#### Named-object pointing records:
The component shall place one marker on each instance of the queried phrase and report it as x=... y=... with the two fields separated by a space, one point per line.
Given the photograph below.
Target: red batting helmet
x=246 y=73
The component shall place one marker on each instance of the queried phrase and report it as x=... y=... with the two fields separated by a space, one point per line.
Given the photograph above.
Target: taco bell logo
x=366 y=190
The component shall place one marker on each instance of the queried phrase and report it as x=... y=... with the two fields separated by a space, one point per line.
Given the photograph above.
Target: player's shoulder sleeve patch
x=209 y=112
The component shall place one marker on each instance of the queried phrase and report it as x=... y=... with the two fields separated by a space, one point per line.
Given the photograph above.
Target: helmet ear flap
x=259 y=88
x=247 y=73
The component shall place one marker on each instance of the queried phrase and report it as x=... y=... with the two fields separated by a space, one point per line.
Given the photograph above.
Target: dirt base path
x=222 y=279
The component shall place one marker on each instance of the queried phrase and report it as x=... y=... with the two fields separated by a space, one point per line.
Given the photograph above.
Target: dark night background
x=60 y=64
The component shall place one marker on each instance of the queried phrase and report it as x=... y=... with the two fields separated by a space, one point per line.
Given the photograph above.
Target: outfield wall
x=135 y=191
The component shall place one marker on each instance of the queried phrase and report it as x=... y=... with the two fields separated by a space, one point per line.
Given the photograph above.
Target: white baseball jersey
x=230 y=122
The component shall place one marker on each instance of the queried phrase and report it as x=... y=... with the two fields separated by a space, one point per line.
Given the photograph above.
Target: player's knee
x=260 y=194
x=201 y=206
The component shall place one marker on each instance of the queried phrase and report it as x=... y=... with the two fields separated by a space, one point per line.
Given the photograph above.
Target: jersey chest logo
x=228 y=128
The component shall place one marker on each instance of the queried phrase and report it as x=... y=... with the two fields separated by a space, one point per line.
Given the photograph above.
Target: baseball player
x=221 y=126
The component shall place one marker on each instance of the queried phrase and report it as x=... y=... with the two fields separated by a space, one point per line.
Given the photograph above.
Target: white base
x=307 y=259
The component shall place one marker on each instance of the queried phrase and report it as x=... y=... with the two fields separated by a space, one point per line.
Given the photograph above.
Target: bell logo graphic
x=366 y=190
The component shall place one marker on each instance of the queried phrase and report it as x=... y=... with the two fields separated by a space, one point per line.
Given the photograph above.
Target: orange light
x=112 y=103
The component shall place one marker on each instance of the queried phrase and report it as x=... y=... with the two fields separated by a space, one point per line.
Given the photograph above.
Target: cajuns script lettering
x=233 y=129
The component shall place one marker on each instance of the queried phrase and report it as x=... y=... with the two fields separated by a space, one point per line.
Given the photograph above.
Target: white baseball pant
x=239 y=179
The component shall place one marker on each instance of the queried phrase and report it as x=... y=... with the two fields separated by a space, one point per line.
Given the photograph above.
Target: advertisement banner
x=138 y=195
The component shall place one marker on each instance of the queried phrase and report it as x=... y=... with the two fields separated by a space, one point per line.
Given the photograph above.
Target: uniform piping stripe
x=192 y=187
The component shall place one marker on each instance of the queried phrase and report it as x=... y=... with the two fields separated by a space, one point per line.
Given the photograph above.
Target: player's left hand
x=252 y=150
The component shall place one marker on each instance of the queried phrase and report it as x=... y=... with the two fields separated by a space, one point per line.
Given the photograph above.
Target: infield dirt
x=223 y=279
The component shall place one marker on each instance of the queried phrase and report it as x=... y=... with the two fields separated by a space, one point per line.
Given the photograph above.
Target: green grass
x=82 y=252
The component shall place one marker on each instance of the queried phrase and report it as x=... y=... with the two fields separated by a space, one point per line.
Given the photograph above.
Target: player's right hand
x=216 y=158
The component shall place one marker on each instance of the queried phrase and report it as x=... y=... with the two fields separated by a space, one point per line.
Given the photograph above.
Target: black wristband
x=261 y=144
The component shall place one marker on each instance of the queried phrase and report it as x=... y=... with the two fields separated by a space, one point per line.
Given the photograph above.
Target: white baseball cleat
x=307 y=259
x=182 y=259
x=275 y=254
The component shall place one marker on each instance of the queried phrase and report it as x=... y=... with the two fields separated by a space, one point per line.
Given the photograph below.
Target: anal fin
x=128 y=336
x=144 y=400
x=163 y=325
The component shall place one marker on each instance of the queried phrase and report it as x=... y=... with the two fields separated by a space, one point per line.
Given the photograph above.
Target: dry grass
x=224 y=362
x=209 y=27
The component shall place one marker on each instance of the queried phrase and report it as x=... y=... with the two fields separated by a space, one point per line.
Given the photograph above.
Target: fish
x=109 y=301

#### Task details:
Rewrite all the records above, changing every "photograph" to "image" and leaving everything else untouched.

#### Output for this task:
The component shall place one marker on each instance of the queried phrase and report it as x=... y=... with the two fields separated by a space, one point per line.
Given the image below.
Target: red batting helmet
x=246 y=73
The component shall place one marker on each instance of the queried phrase and report it as x=... y=... with the two fields separated by a space, one point per line.
Given the image above.
Target: taco bell logo
x=366 y=190
The component shall place one marker on each instance of the queried phrase and report it as x=... y=... with the two fields separated by a space, one point per line.
Given the image above.
Target: player's shoulder sleeve patch
x=209 y=112
The component shall place one marker on each instance of the queried phrase and report it as x=... y=... with the two fields separated by a space, one point per line.
Given the image above.
Target: helmet ear flap
x=259 y=88
x=247 y=73
The component shall place one marker on each instance of the queried phrase and report it as x=... y=... with the two fields separated by a space, one point per line.
Given the image above.
Target: dirt base path
x=222 y=279
The component shall place one marker on each instance of the queried phrase and report it as x=... y=... with the two fields separated by a space, one point per line.
Given the image above.
Target: dark night background
x=60 y=64
The component shall place one marker on each instance of the queried phrase and report it as x=... y=... with the two fields separated by a space, one point per line.
Given the image above.
Target: outfield wall
x=135 y=191
The component shall place one marker on each instance of the queried phrase and report it as x=... y=... with the two fields separated by a space, one point per line.
Given the image above.
Target: white baseball jersey
x=230 y=122
The component shall place one marker on each instance of the queried phrase and report it as x=... y=... with the two fields separated by a space, one point per line.
Given the image above.
Target: player's knee
x=260 y=194
x=201 y=206
The component shall place one marker on each instance of the queried phrase and report it as x=... y=... with the two fields separated by a space, one point per line.
Given the image above.
Target: jersey chest logo
x=228 y=128
The component shall place one marker on each instance of the queried phrase and report it as x=... y=... with the two fields separated by a space, one point per line.
Given the image above.
Target: baseball player
x=221 y=126
The component shall place one marker on each instance of the queried phrase and report it as x=... y=... with the two fields separated by a space, one point per line.
Given the image above.
Target: white base
x=307 y=259
The component shall place one marker on each instance of the queried phrase and report it as x=... y=... with the two fields separated by a space, one point per line.
Given the image above.
Target: bell logo graphic
x=366 y=190
The component shall place one marker on each instance of the queried phrase and report it as x=... y=... with the two fields separated by a space, one point per line.
Given the image above.
Target: orange light
x=112 y=103
The component shall place one marker on each instance of the queried phrase and report it as x=... y=... with the two fields separated by a space, one point per line.
Given the image above.
Target: cajuns script lettering
x=233 y=129
The component shall place one marker on each instance of the queried phrase and report it as x=... y=... with the two fields separated by a space, one point per line.
Given the image above.
Target: white baseball pant
x=239 y=179
The component shall place one marker on each instance of the queried phrase and report it as x=... y=... with the two fields separated by a space, one point per line.
Given the image above.
Target: advertisement banner
x=138 y=195
The component shall place one marker on each instance of the queried phrase and report it as x=... y=... with the two fields separated by a space, one point per line.
Given the image above.
Target: uniform piping stripe
x=192 y=187
The component shall place one marker on each instance of the queried phrase and report it as x=... y=... with the two fields separated by a space, one point per line.
Given the image above.
Target: player's left hand
x=252 y=150
The component shall place one marker on each instance of the queried phrase and report it as x=... y=... with the two fields separated by a space, one point per line.
Given the image above.
Target: infield dirt
x=223 y=279
The component shall place one marker on each instance of the queried phrase and report it as x=... y=... with the two fields separated by a space, one point per line.
Given the image above.
Target: green grass
x=82 y=252
The component shall place one marker on each instance of the queried phrase and report it as x=... y=... with the two fields separated by a space, one point per line.
Given the image above.
Target: player's right hand
x=216 y=158
The component shall place one marker on each instance of the queried phrase and report it as x=... y=... with the two fields separated by a space, one point per line.
Given the image above.
Target: black wristband
x=261 y=144
The component shall place one marker on each instance of the queried phrase and report it as x=... y=... with the two fields separated by a space, one point per line.
Given the image above.
Target: white baseball cleat
x=307 y=259
x=182 y=259
x=275 y=254
The component shall place one marker on each instance of the queried phrase and report it as x=... y=... with the two fields separated by a space, one point per line.
Given the image below.
Target: anal fin
x=128 y=336
x=144 y=400
x=163 y=325
The component shall place one marker on each instance of the queried phrase and report it as x=... y=... with the two fields separated by a space, one point per line.
Given the image above.
Target: dry grass
x=224 y=362
x=209 y=27
The component shall place one marker on each instance of the queried phrase and report it as x=... y=... with the two fields separated by a space, one point per line.
Given the image above.
Target: fish
x=109 y=301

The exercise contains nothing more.